Problem to solve =
Copy the lines of the entries below, starting from the very first line and ending after the line that contains "61 65 L 65 63". Leave out any pictures.

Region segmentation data
>> Start
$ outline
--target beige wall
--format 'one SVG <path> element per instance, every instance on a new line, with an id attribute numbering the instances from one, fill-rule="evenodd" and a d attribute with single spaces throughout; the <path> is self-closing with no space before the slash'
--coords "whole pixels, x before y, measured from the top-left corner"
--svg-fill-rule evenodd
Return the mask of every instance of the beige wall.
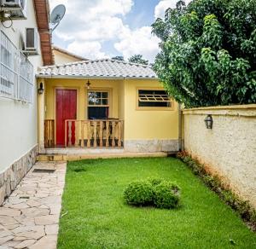
<path id="1" fill-rule="evenodd" d="M 61 65 L 65 63 L 71 63 L 79 61 L 81 60 L 78 59 L 77 57 L 67 55 L 65 53 L 60 52 L 56 49 L 53 49 L 54 56 L 55 56 L 55 65 Z"/>
<path id="2" fill-rule="evenodd" d="M 158 80 L 125 80 L 125 138 L 133 139 L 177 139 L 177 104 L 172 109 L 137 108 L 138 89 L 162 89 Z"/>
<path id="3" fill-rule="evenodd" d="M 27 1 L 27 20 L 14 20 L 11 28 L 3 31 L 15 45 L 20 48 L 20 37 L 25 34 L 25 27 L 36 27 L 33 2 Z M 40 55 L 29 57 L 34 67 L 42 66 Z M 18 160 L 38 143 L 38 86 L 35 80 L 33 103 L 22 103 L 0 97 L 0 172 L 4 171 L 15 161 Z"/>
<path id="4" fill-rule="evenodd" d="M 256 105 L 188 109 L 184 146 L 256 207 Z M 212 115 L 213 128 L 204 119 Z"/>

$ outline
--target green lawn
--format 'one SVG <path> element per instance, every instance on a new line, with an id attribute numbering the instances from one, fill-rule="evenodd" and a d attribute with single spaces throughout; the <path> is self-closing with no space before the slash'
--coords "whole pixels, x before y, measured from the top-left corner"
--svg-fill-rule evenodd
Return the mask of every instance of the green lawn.
<path id="1" fill-rule="evenodd" d="M 126 185 L 147 177 L 177 182 L 182 207 L 125 205 Z M 238 215 L 172 158 L 68 163 L 64 213 L 58 248 L 256 248 L 256 235 Z"/>

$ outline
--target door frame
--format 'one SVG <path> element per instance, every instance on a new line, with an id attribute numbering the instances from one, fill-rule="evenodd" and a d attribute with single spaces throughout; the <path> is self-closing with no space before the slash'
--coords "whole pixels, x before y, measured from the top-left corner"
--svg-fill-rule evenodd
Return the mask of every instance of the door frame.
<path id="1" fill-rule="evenodd" d="M 57 90 L 77 90 L 77 119 L 79 117 L 79 95 L 80 95 L 80 89 L 79 87 L 69 87 L 69 86 L 56 86 L 54 88 L 54 118 L 55 118 L 55 142 L 56 145 L 57 142 L 57 113 L 56 113 L 56 107 L 57 107 Z"/>
<path id="2" fill-rule="evenodd" d="M 113 116 L 113 88 L 110 87 L 91 87 L 90 90 L 85 90 L 85 112 L 84 112 L 84 117 L 86 119 L 89 119 L 88 118 L 88 91 L 90 90 L 95 90 L 95 91 L 106 91 L 108 93 L 108 112 L 109 112 L 109 117 Z"/>

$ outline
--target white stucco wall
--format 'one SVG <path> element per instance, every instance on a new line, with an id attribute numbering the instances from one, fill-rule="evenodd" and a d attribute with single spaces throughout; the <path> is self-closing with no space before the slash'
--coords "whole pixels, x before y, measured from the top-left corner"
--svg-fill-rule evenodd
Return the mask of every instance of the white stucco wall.
<path id="1" fill-rule="evenodd" d="M 20 49 L 20 36 L 25 27 L 36 27 L 33 1 L 27 2 L 27 20 L 14 20 L 11 28 L 0 30 Z M 30 56 L 34 72 L 42 66 L 42 56 Z M 33 103 L 22 103 L 0 97 L 0 173 L 38 144 L 37 84 L 34 81 Z"/>
<path id="2" fill-rule="evenodd" d="M 256 105 L 183 111 L 184 147 L 256 207 Z M 212 114 L 212 130 L 204 119 Z"/>

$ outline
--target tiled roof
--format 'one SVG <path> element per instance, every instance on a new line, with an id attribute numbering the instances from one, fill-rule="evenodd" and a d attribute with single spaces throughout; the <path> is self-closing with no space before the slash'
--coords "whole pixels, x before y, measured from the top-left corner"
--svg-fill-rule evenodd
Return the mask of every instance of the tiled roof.
<path id="1" fill-rule="evenodd" d="M 73 53 L 71 53 L 71 52 L 69 52 L 69 51 L 67 51 L 67 50 L 66 50 L 62 48 L 59 48 L 55 45 L 53 45 L 52 48 L 53 48 L 54 50 L 59 51 L 60 53 L 66 54 L 66 55 L 67 55 L 69 56 L 72 56 L 72 57 L 75 57 L 76 59 L 78 59 L 77 61 L 90 61 L 87 58 L 84 58 L 83 56 L 79 56 L 79 55 L 75 55 Z"/>
<path id="2" fill-rule="evenodd" d="M 149 66 L 102 59 L 39 68 L 38 78 L 157 78 Z"/>

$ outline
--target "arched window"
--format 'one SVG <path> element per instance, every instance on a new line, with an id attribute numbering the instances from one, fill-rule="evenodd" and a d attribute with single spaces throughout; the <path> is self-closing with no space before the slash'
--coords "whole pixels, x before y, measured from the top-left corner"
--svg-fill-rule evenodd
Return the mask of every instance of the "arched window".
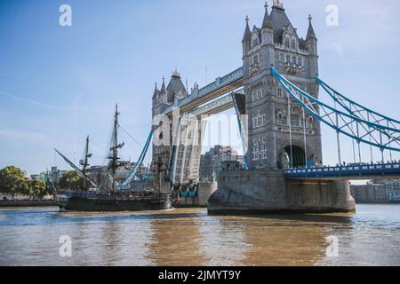
<path id="1" fill-rule="evenodd" d="M 292 49 L 296 49 L 296 41 L 294 39 L 292 40 Z"/>
<path id="2" fill-rule="evenodd" d="M 286 48 L 290 48 L 290 45 L 289 45 L 289 39 L 288 39 L 288 38 L 286 38 L 286 40 L 284 41 L 284 46 L 285 46 Z"/>

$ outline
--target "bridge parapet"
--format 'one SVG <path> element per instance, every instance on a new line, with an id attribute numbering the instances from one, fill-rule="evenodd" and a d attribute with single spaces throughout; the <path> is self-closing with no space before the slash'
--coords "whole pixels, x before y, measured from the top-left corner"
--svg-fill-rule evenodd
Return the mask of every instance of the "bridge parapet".
<path id="1" fill-rule="evenodd" d="M 284 171 L 287 179 L 400 179 L 400 163 L 359 164 L 309 169 L 290 169 Z"/>
<path id="2" fill-rule="evenodd" d="M 243 78 L 243 67 L 239 67 L 236 70 L 228 74 L 223 77 L 217 78 L 213 83 L 206 85 L 205 87 L 200 89 L 197 94 L 192 93 L 188 97 L 180 99 L 178 101 L 178 104 L 169 106 L 165 111 L 164 114 L 169 114 L 172 112 L 174 107 L 181 107 L 183 106 L 188 105 L 188 103 L 195 101 L 200 98 L 203 98 L 210 93 L 218 91 L 220 88 L 223 88 L 237 80 Z"/>

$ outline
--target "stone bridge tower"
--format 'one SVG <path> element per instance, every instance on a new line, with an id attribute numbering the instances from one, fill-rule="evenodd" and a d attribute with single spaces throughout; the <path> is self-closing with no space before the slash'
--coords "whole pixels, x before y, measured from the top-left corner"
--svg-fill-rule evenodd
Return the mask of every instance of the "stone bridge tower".
<path id="1" fill-rule="evenodd" d="M 301 90 L 318 98 L 317 38 L 309 17 L 306 39 L 299 37 L 283 4 L 274 1 L 259 28 L 246 18 L 243 39 L 244 86 L 249 115 L 250 168 L 282 169 L 322 163 L 318 121 L 303 114 L 270 72 L 273 65 Z M 291 143 L 292 140 L 292 143 Z M 307 159 L 306 159 L 307 155 Z"/>
<path id="2" fill-rule="evenodd" d="M 197 89 L 195 84 L 192 93 Z M 152 117 L 156 125 L 153 125 L 152 161 L 154 170 L 161 167 L 157 171 L 161 170 L 162 177 L 156 177 L 155 185 L 160 186 L 163 192 L 170 191 L 171 184 L 176 187 L 189 186 L 199 180 L 201 140 L 205 124 L 199 118 L 187 117 L 185 114 L 177 114 L 178 117 L 162 115 L 167 107 L 177 106 L 188 95 L 177 71 L 172 73 L 166 87 L 163 78 L 161 89 L 156 85 L 153 94 Z M 157 127 L 160 125 L 168 127 Z M 156 145 L 154 141 L 157 141 Z"/>

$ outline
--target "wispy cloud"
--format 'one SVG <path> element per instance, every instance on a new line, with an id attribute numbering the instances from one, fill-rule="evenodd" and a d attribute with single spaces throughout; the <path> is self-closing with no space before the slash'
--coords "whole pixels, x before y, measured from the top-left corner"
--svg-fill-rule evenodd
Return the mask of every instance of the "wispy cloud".
<path id="1" fill-rule="evenodd" d="M 46 103 L 44 103 L 44 102 L 41 102 L 41 101 L 37 101 L 37 100 L 35 100 L 35 99 L 27 99 L 27 98 L 24 98 L 24 97 L 20 97 L 20 96 L 17 96 L 17 95 L 10 94 L 10 93 L 7 93 L 7 92 L 0 91 L 0 96 L 4 96 L 4 97 L 8 97 L 8 98 L 11 98 L 11 99 L 18 99 L 18 100 L 24 101 L 24 102 L 30 103 L 30 104 L 34 104 L 34 105 L 36 105 L 36 106 L 44 106 L 44 107 L 51 108 L 52 110 L 55 110 L 55 111 L 58 111 L 58 112 L 61 112 L 61 113 L 64 113 L 64 114 L 69 114 L 68 111 L 66 111 L 63 108 L 60 108 L 60 107 L 58 107 L 58 106 L 52 106 L 52 105 L 49 105 L 49 104 L 46 104 Z"/>
<path id="2" fill-rule="evenodd" d="M 13 141 L 17 140 L 24 142 L 43 142 L 49 139 L 47 136 L 37 131 L 4 129 L 0 129 L 0 138 L 1 138 Z"/>

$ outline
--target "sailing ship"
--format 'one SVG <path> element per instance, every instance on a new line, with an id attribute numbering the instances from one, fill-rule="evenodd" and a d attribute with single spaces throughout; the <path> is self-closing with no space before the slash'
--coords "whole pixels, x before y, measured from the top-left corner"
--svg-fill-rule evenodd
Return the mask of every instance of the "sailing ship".
<path id="1" fill-rule="evenodd" d="M 57 196 L 60 208 L 73 211 L 137 211 L 137 210 L 160 210 L 169 209 L 172 207 L 171 193 L 162 193 L 150 184 L 145 188 L 137 190 L 134 188 L 134 178 L 129 178 L 121 182 L 117 178 L 117 170 L 124 167 L 119 151 L 124 146 L 124 143 L 118 142 L 118 106 L 116 106 L 114 114 L 114 125 L 111 137 L 111 146 L 107 156 L 108 161 L 100 175 L 100 181 L 93 180 L 89 177 L 87 170 L 89 159 L 89 137 L 86 138 L 84 158 L 81 160 L 82 169 L 76 166 L 70 160 L 60 151 L 55 151 L 68 163 L 84 179 L 84 186 L 81 192 L 60 192 Z M 150 138 L 149 138 L 150 139 Z M 149 139 L 147 146 L 149 144 Z M 140 155 L 140 157 L 143 156 Z M 138 162 L 138 163 L 141 163 Z M 139 164 L 139 167 L 140 164 Z M 138 164 L 135 168 L 138 167 Z M 130 175 L 134 176 L 134 174 Z"/>

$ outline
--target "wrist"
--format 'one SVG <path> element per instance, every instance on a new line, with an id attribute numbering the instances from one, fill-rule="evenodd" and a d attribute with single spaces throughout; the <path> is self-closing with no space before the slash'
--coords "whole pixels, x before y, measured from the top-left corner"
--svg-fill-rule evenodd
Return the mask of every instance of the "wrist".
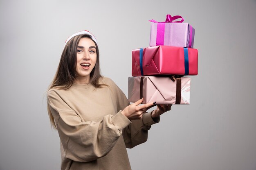
<path id="1" fill-rule="evenodd" d="M 151 112 L 151 118 L 157 118 L 158 116 L 156 116 L 156 114 L 155 114 L 155 110 L 154 110 L 152 112 Z"/>

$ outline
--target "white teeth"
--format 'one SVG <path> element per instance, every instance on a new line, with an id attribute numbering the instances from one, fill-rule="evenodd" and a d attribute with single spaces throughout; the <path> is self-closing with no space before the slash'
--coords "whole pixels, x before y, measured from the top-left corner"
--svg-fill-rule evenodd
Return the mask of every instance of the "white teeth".
<path id="1" fill-rule="evenodd" d="M 90 64 L 88 64 L 88 63 L 82 63 L 81 64 L 81 65 L 90 66 Z"/>

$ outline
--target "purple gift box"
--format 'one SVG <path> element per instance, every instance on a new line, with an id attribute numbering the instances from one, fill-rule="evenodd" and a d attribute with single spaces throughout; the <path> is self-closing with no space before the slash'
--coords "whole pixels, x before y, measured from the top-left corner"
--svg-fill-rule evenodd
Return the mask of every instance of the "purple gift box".
<path id="1" fill-rule="evenodd" d="M 174 21 L 177 19 L 181 21 Z M 149 46 L 164 45 L 193 48 L 194 45 L 195 29 L 189 24 L 183 23 L 180 16 L 166 15 L 165 22 L 157 22 L 153 20 L 149 21 L 151 31 Z"/>

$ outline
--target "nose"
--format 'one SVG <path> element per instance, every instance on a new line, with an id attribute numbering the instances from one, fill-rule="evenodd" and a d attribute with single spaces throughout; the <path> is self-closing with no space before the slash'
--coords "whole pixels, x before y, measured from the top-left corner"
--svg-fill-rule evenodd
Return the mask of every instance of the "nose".
<path id="1" fill-rule="evenodd" d="M 84 53 L 83 57 L 83 59 L 85 60 L 89 60 L 90 59 L 89 52 L 85 52 Z"/>

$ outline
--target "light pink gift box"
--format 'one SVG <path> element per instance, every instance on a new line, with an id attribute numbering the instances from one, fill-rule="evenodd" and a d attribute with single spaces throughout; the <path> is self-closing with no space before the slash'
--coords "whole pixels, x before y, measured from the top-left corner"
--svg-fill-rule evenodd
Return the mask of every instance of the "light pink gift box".
<path id="1" fill-rule="evenodd" d="M 180 21 L 174 20 L 182 18 Z M 194 46 L 195 29 L 189 24 L 183 23 L 180 16 L 172 17 L 166 15 L 165 22 L 151 20 L 151 31 L 149 46 L 164 45 L 193 48 Z"/>
<path id="2" fill-rule="evenodd" d="M 168 77 L 153 76 L 128 78 L 128 99 L 135 102 L 142 96 L 142 103 L 189 104 L 190 78 L 177 78 L 174 81 Z"/>

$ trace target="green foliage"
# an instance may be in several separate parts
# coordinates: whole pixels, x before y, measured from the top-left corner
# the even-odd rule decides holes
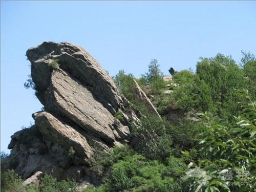
[[[1,174],[1,190],[3,192],[26,191],[22,180],[13,170],[8,170]]]
[[[161,94],[163,90],[165,88],[166,83],[163,80],[162,77],[158,78],[151,81],[150,82],[150,86],[152,94]]]
[[[117,119],[118,119],[121,123],[124,123],[125,122],[124,117],[123,116],[122,113],[121,113],[119,111],[116,112],[115,117]]]
[[[171,153],[173,141],[166,134],[168,123],[154,115],[142,116],[141,124],[132,131],[133,147],[151,159],[165,159]]]
[[[134,76],[131,74],[125,74],[124,71],[120,70],[114,77],[114,80],[121,93],[131,102],[135,102],[133,90],[135,88]]]
[[[58,59],[54,59],[48,64],[48,66],[53,70],[59,69],[59,61]]]
[[[204,180],[203,176],[192,178],[196,181],[191,182],[194,189],[214,188],[214,191],[245,192],[256,190],[256,102],[249,101],[242,108],[241,115],[236,118],[236,122],[233,123],[220,123],[218,118],[209,118],[207,114],[201,114],[205,122],[199,142],[201,147],[199,152],[201,156],[195,161],[189,152],[184,154],[188,157],[191,164],[203,169],[211,178],[206,179],[205,177]],[[227,181],[218,177],[221,172],[228,170],[234,175],[231,180]],[[244,173],[247,172],[249,174],[248,177],[237,177],[238,174],[241,175],[243,173],[244,176]],[[246,184],[241,184],[245,183]]]
[[[36,90],[35,84],[33,82],[33,80],[32,79],[31,75],[28,75],[29,78],[27,79],[27,81],[24,83],[24,87],[26,89],[32,88],[34,90]]]
[[[73,156],[76,153],[76,151],[73,148],[73,146],[71,146],[69,150],[69,155],[70,156]]]
[[[242,67],[246,82],[245,88],[251,93],[252,98],[256,99],[256,59],[250,52],[242,52],[243,57],[241,59]]]
[[[197,74],[210,88],[217,115],[232,118],[234,112],[239,111],[238,102],[243,97],[240,91],[245,84],[243,70],[230,57],[220,54],[201,59],[197,65]]]
[[[114,147],[109,153],[99,152],[94,154],[89,159],[90,170],[96,177],[102,177],[108,174],[111,166],[126,155],[134,154],[134,151],[128,145]]]
[[[152,59],[148,65],[148,71],[145,75],[142,75],[144,78],[145,84],[149,84],[151,82],[162,79],[163,75],[160,69],[160,65],[156,59]]]
[[[210,87],[204,80],[187,70],[176,73],[174,78],[179,86],[174,89],[171,97],[179,109],[184,112],[213,109]]]
[[[6,153],[5,153],[4,152],[1,152],[1,162],[2,161],[5,159],[7,157],[8,157],[9,155],[7,154]]]
[[[78,191],[76,184],[74,181],[57,181],[51,176],[46,175],[42,178],[39,186],[41,192]]]
[[[114,164],[102,191],[174,191],[187,189],[180,180],[185,164],[170,156],[168,164],[148,161],[141,155],[126,156]]]

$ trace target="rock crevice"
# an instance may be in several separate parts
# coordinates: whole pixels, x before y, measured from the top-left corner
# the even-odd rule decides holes
[[[33,115],[32,127],[12,136],[5,167],[24,179],[38,171],[58,179],[90,177],[94,154],[130,142],[129,126],[139,122],[136,112],[81,47],[44,42],[29,49],[27,56],[36,95],[45,111]],[[117,111],[124,122],[115,118]]]

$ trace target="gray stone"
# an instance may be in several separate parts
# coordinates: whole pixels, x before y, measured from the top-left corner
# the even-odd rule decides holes
[[[42,174],[42,172],[40,171],[36,172],[31,177],[25,180],[23,182],[23,184],[26,186],[30,184],[33,184],[36,186],[38,186],[41,181]]]
[[[139,103],[142,103],[148,110],[148,111],[152,114],[156,115],[161,118],[161,116],[158,114],[157,110],[153,105],[151,101],[147,97],[146,94],[140,87],[136,81],[134,79],[134,83],[135,83],[135,89],[134,91],[134,94],[135,96],[135,99]]]

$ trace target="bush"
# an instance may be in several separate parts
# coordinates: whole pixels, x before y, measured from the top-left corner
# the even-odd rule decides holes
[[[148,65],[148,71],[145,75],[142,75],[145,82],[145,85],[151,82],[162,79],[163,75],[160,69],[160,65],[156,59],[152,59]]]
[[[132,147],[151,159],[165,159],[173,143],[166,134],[167,122],[153,115],[142,116],[141,120],[141,124],[132,129]]]
[[[41,192],[78,191],[74,181],[57,181],[56,179],[48,175],[46,175],[42,178],[39,188]]]
[[[49,63],[48,66],[54,70],[59,69],[59,61],[58,59],[53,60],[52,62]]]
[[[134,82],[134,76],[131,74],[125,74],[124,71],[120,70],[114,77],[114,80],[121,93],[131,102],[135,102],[134,91],[135,83]]]
[[[1,190],[3,192],[26,191],[21,177],[12,169],[2,173]]]
[[[201,148],[198,152],[201,154],[201,158],[195,160],[189,153],[184,153],[190,159],[191,165],[206,172],[201,178],[191,179],[194,189],[256,190],[256,159],[254,155],[256,152],[256,102],[250,101],[243,104],[243,109],[241,115],[236,118],[235,123],[220,123],[219,118],[211,119],[207,114],[202,114],[205,126],[201,130],[199,141]],[[224,173],[223,176],[227,171],[233,175],[230,181],[219,177],[221,172]],[[244,176],[247,172],[249,175]],[[188,171],[187,174],[189,173]],[[243,174],[244,177],[236,177],[239,174]],[[206,175],[211,178],[206,179]],[[240,184],[245,182],[247,184]],[[231,183],[238,184],[232,185]]]

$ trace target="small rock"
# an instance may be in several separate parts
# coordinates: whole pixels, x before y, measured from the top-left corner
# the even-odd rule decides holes
[[[30,184],[33,184],[35,186],[38,186],[41,181],[42,176],[42,172],[38,171],[31,177],[25,180],[23,184],[25,186],[29,185]]]

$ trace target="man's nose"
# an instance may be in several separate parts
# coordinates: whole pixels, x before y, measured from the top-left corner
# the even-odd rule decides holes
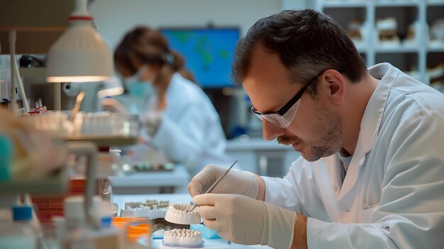
[[[277,123],[273,123],[262,118],[262,136],[264,139],[270,141],[274,138],[284,134],[285,129],[279,127]]]

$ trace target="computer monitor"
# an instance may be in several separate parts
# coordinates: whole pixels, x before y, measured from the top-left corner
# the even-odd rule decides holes
[[[233,87],[230,77],[238,28],[162,28],[170,47],[185,57],[202,88]]]

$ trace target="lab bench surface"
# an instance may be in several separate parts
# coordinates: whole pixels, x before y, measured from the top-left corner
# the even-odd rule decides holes
[[[227,140],[226,152],[231,160],[238,160],[239,167],[260,175],[282,177],[300,154],[292,148],[266,141],[262,137],[240,137]]]
[[[108,178],[113,187],[113,194],[186,193],[191,179],[182,165],[175,165],[171,171],[135,172]]]
[[[157,201],[170,201],[170,203],[184,203],[188,204],[192,201],[192,198],[188,194],[118,194],[113,195],[112,201],[117,204],[118,208],[124,208],[126,202],[130,201],[145,201],[147,199]],[[120,209],[119,209],[120,211]],[[118,213],[118,215],[119,214]],[[231,249],[248,249],[248,248],[270,248],[266,245],[243,245],[236,243],[228,245],[227,240],[223,239],[207,240],[204,239],[205,245],[204,248],[231,248]],[[153,248],[170,248],[174,247],[165,247],[162,245],[162,240],[154,240],[152,244]],[[183,249],[183,248],[181,248]]]

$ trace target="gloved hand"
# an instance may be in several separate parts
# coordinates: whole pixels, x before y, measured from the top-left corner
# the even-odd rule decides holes
[[[205,194],[193,201],[205,226],[226,240],[286,249],[293,241],[296,212],[238,194]]]
[[[214,165],[205,166],[192,179],[188,184],[188,192],[192,197],[205,193],[226,170]],[[231,170],[211,193],[237,194],[255,199],[258,190],[259,182],[254,174],[248,171]]]

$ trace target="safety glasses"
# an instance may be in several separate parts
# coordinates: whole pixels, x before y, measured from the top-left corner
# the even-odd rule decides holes
[[[282,106],[280,109],[275,111],[270,111],[266,114],[262,114],[255,109],[255,107],[252,106],[251,108],[251,111],[252,111],[256,116],[262,120],[262,118],[265,118],[270,123],[275,123],[281,128],[287,128],[292,122],[293,122],[293,119],[294,119],[294,116],[296,115],[296,112],[297,111],[299,105],[301,104],[301,97],[305,90],[310,86],[313,82],[315,82],[316,79],[319,76],[321,76],[323,72],[323,71],[319,73],[318,75],[313,77],[309,81],[309,82],[302,87],[296,95],[292,99],[290,99],[284,106]]]

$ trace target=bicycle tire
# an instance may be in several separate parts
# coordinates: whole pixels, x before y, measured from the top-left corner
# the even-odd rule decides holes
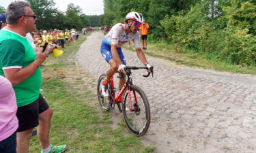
>> End
Task response =
$ outline
--target beige wall
--format 'one SVG <path> element per instance, every instance on a new line, with an id attribute numbering the instances from one, fill-rule="evenodd" and a d attribute with single spaces throughout; the <path> is self-closing with no space before the slash'
--coords "whole pixels, x before y, measured from the top-left corner"
--svg-fill-rule evenodd
Return the mask of every instance of the beige wall.
<path id="1" fill-rule="evenodd" d="M 61 65 L 65 63 L 71 63 L 79 61 L 81 60 L 78 59 L 77 57 L 67 55 L 65 53 L 60 52 L 56 49 L 53 49 L 54 56 L 55 56 L 55 65 Z"/>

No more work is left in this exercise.